● To do:
All entries below are to be set down again, identical to the source.

● Input data:
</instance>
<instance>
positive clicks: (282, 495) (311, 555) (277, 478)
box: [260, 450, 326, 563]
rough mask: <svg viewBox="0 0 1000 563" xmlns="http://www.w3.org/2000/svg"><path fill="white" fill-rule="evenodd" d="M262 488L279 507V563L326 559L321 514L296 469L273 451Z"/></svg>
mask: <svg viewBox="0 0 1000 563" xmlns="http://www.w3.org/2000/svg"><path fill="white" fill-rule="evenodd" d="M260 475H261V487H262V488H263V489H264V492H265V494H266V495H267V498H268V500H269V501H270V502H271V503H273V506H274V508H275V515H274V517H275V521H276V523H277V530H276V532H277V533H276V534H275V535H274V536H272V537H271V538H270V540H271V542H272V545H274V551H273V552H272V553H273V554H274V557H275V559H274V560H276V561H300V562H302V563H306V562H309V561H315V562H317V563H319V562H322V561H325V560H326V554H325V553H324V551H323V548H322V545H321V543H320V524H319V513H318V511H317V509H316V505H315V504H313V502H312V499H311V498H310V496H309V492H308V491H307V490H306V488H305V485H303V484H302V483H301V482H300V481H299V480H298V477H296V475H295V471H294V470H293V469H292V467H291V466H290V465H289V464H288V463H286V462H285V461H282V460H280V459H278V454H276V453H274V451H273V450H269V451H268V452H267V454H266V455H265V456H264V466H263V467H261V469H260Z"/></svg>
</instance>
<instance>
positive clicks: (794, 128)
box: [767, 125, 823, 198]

● Result of the task:
</instance>
<instance>
positive clicks: (282, 495) (311, 555) (277, 478)
box: [260, 450, 326, 563]
rough mask: <svg viewBox="0 0 1000 563" xmlns="http://www.w3.org/2000/svg"><path fill="white" fill-rule="evenodd" d="M262 488L279 507V563L326 559L321 514L296 469L273 451Z"/></svg>
mask: <svg viewBox="0 0 1000 563" xmlns="http://www.w3.org/2000/svg"><path fill="white" fill-rule="evenodd" d="M260 475H261V487H262V488H263V489H264V492H265V494H266V495H267V498H268V500H269V501H270V502H271V503H273V506H274V508H275V515H274V517H275V521H276V523H277V530H276V532H277V533H276V534H275V535H274V536H272V537H271V538H270V540H271V542H272V545H274V551H273V552H272V553H273V554H274V557H275V559H274V560H276V561H300V562H302V563H306V562H309V561H315V562H317V563H319V562H322V561H325V560H326V554H325V553H324V551H323V548H322V545H321V543H320V524H319V513H318V511H317V509H316V505H315V504H313V502H312V499H311V498H310V496H309V492H308V491H307V490H306V488H305V485H303V484H302V483H301V482H300V481H299V480H298V477H296V475H295V471H294V470H293V469H292V467H291V466H290V465H289V464H288V463H286V462H285V461H282V460H280V459H278V454H276V453H274V451H273V450H269V451H268V452H267V454H266V455H265V456H264V466H263V467H261V469H260Z"/></svg>
</instance>
<instance>
positive clicks: (794, 128)
box: [767, 125, 823, 198]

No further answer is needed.